*Work instructions:* Please copy out the stretch of the records below, from the line containing "Mark a point on each instance of the plate" through the end of the records, with requests included and every coordinate in the answers scaled by 2.3. Round each scaled coordinate to a whole number, rounding halves up, and keep the numbers in the requests and their sample points unchanged.

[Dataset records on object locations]
****************************************
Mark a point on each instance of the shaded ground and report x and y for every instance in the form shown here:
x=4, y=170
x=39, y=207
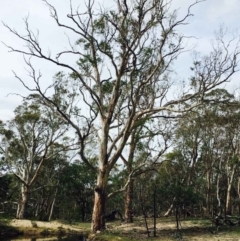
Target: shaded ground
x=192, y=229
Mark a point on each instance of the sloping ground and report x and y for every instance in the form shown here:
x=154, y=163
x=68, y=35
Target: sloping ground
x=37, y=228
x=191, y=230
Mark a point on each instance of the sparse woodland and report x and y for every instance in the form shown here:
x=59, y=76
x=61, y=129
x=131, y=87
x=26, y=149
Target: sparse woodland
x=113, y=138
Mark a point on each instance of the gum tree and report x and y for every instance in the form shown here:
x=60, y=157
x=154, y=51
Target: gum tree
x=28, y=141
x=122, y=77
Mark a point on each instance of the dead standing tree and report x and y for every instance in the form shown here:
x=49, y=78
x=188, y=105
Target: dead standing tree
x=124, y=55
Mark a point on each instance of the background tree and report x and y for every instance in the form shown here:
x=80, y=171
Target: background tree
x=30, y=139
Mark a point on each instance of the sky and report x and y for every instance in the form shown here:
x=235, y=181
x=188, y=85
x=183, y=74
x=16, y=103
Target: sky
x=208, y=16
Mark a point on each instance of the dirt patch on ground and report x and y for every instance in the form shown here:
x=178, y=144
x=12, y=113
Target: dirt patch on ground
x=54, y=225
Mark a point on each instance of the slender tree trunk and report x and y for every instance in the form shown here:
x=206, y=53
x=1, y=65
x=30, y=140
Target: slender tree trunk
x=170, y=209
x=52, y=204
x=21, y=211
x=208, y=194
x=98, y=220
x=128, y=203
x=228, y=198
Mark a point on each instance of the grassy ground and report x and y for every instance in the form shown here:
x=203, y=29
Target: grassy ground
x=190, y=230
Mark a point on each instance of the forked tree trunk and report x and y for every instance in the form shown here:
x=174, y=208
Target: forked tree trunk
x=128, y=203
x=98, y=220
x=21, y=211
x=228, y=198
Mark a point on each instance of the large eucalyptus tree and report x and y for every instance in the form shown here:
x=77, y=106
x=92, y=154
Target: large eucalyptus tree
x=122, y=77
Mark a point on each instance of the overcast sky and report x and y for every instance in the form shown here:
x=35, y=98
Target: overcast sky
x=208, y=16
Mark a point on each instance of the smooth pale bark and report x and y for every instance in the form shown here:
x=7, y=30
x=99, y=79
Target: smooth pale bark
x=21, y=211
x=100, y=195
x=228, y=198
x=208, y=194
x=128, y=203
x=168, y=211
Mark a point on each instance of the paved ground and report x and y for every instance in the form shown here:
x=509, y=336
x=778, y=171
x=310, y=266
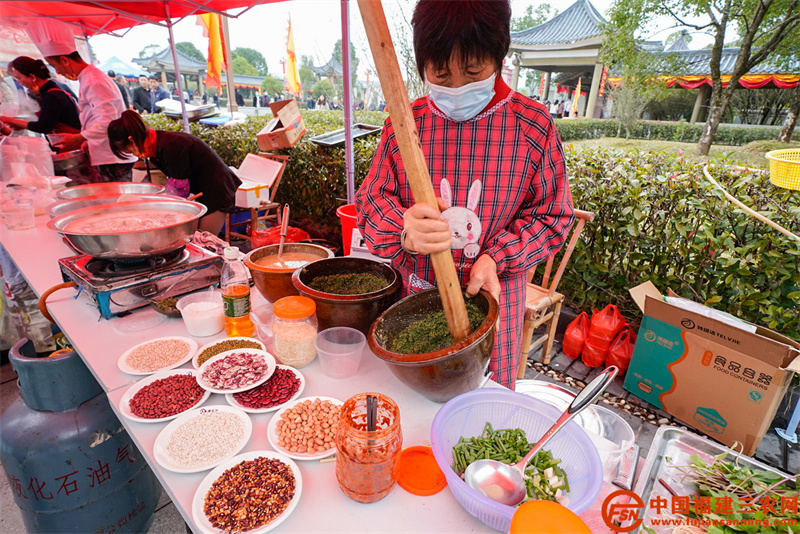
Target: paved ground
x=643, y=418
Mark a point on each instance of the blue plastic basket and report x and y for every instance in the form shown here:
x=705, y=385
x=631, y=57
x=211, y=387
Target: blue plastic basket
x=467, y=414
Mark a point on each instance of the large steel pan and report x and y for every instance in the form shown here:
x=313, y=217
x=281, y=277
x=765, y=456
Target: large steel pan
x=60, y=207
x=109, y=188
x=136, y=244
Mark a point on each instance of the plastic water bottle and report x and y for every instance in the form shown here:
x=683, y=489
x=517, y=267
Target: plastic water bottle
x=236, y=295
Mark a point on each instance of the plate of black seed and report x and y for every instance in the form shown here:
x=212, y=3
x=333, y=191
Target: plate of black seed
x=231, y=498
****************************************
*Completed exercise:*
Mark a point on each instance of the plate of black seed and report x and y for every instance in the form shown here:
x=212, y=3
x=333, y=191
Target: plate of black seed
x=531, y=1145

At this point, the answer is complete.